__SHORT PROBLEM__. Give back, unchanged, the lines of the listing below, from the line containing "The locate routine indicates the glass" through the last line of the listing, both ends included.

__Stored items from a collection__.
--- START ---

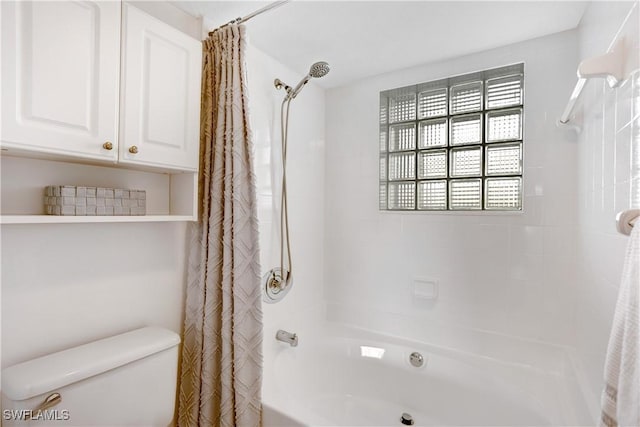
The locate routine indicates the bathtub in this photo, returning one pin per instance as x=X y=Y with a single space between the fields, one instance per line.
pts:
x=350 y=377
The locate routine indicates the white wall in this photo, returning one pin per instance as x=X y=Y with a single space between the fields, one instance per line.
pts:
x=609 y=182
x=509 y=274
x=302 y=307
x=67 y=284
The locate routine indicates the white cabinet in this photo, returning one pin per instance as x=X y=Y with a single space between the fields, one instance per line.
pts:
x=160 y=102
x=60 y=72
x=97 y=82
x=74 y=85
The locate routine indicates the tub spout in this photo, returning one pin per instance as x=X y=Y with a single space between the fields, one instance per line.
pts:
x=288 y=337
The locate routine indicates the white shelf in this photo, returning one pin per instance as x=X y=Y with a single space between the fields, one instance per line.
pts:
x=55 y=219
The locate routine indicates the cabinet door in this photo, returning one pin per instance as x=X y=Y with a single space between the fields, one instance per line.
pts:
x=60 y=76
x=160 y=99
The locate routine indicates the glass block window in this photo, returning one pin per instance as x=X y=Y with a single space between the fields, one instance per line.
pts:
x=454 y=144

--- END ---

__SOLUTION FOR THIS EXERCISE__.
The locate routine indicates the glass block window in this photo, returning one pin per instance as x=X y=Y with a single space between the fields, one instance per line.
pts:
x=454 y=144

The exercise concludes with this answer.